» **REQUIREMENTS**
Rewrite the lines of the material below as a numbered list, leaving out any blank lines.

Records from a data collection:

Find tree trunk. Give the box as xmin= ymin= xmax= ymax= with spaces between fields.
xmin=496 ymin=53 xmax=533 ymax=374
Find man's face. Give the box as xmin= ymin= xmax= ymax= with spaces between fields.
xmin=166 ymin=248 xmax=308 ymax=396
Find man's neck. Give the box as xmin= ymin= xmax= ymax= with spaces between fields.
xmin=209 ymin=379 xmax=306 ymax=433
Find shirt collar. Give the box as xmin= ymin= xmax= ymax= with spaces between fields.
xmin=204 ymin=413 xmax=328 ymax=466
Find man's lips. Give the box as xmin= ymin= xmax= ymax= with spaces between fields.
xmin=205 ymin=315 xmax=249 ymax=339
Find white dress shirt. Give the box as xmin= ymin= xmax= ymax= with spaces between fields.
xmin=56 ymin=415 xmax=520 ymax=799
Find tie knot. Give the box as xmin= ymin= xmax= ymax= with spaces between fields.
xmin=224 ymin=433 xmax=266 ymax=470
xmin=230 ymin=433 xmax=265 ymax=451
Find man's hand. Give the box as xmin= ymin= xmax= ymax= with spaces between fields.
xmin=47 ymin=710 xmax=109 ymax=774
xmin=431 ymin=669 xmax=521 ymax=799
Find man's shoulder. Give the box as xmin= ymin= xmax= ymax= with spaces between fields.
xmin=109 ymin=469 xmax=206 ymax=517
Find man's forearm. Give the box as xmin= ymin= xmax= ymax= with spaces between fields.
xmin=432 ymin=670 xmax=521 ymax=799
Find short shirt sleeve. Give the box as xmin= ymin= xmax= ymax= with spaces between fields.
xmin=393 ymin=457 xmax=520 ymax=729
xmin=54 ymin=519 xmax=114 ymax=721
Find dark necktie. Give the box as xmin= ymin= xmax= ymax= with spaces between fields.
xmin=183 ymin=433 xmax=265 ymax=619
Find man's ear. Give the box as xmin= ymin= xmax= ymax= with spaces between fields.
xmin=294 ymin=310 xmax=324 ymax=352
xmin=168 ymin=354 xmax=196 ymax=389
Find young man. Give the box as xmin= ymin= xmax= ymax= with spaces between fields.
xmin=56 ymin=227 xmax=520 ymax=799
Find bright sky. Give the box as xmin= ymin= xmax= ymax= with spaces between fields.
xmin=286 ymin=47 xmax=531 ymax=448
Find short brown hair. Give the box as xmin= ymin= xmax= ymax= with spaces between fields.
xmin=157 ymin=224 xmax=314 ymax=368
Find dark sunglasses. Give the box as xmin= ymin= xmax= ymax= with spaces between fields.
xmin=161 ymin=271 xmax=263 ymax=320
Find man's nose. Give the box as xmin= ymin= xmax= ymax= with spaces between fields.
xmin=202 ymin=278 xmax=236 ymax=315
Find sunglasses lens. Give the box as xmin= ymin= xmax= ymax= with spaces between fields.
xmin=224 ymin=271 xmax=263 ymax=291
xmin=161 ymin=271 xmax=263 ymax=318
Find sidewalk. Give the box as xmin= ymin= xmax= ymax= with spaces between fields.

» **SOLUTION TO THE EXERCISE**
1. Find tree trunk. Give the box as xmin= ymin= xmax= ymax= with spaces between fields.
2. xmin=496 ymin=53 xmax=533 ymax=374
3. Find man's face. Give the box as xmin= ymin= xmax= ymax= with spaces between fields.
4. xmin=166 ymin=248 xmax=308 ymax=396
5. Find man's neck. Give the box as xmin= ymin= xmax= ymax= with spaces between fields.
6. xmin=209 ymin=379 xmax=306 ymax=433
7. Find shirt collar. Give the box as xmin= ymin= xmax= ymax= with spaces between fields.
8. xmin=204 ymin=413 xmax=328 ymax=466
9. Find man's lips. Give the box as xmin= ymin= xmax= ymax= with spaces between fields.
10. xmin=205 ymin=315 xmax=249 ymax=339
11. Find white dress shirt. Give the box as xmin= ymin= xmax= ymax= with spaces between fields.
12. xmin=56 ymin=415 xmax=520 ymax=799
13. Find tie knot. Give the box as xmin= ymin= xmax= ymax= with spaces between fields.
14. xmin=224 ymin=433 xmax=266 ymax=470
15. xmin=230 ymin=433 xmax=265 ymax=451
16. Find man's hand. Give the box as xmin= ymin= xmax= ymax= with spaces between fields.
17. xmin=47 ymin=710 xmax=109 ymax=774
18. xmin=431 ymin=669 xmax=521 ymax=799
19. Find man's shoulder. Give the box as xmin= ymin= xmax= ymax= with spaces between fields.
20. xmin=109 ymin=469 xmax=206 ymax=517
21. Find man's forearm. Give the box as xmin= ymin= xmax= ymax= with spaces between fields.
22. xmin=432 ymin=670 xmax=521 ymax=799
23. Find short shirt sleeve. Give the box as xmin= ymin= xmax= ymax= with spaces between fields.
24. xmin=393 ymin=457 xmax=520 ymax=729
25. xmin=54 ymin=519 xmax=114 ymax=721
26. Find dark necktie. Give the box as xmin= ymin= xmax= ymax= with spaces between fields.
27. xmin=183 ymin=433 xmax=265 ymax=619
28. Find man's ear. Give the box as xmin= ymin= xmax= ymax= with spaces between fields.
29. xmin=294 ymin=310 xmax=324 ymax=352
30. xmin=168 ymin=354 xmax=196 ymax=389
31. Find young man. Give the box as xmin= ymin= xmax= ymax= with spaces between fields.
32. xmin=56 ymin=227 xmax=520 ymax=799
33. Find bright sky. Give the box as xmin= ymin= xmax= ymax= with spaces between fields.
34. xmin=286 ymin=47 xmax=531 ymax=448
35. Find short brown hair. Give the box as xmin= ymin= xmax= ymax= with spaces between fields.
36. xmin=157 ymin=224 xmax=314 ymax=368
37. Find dark sunglasses. Give the box as xmin= ymin= xmax= ymax= with spaces between fields.
38. xmin=161 ymin=271 xmax=263 ymax=320
39. Find man's nose. Give the box as xmin= ymin= xmax= ymax= with spaces between fields.
40. xmin=202 ymin=278 xmax=236 ymax=315
41. Find sunglasses lens. Give the box as xmin= ymin= xmax= ymax= with spaces between fields.
42. xmin=224 ymin=271 xmax=263 ymax=291
43. xmin=161 ymin=271 xmax=263 ymax=318
44. Find sidewalk. Give the box as xmin= ymin= xmax= ymax= with spaces between fields.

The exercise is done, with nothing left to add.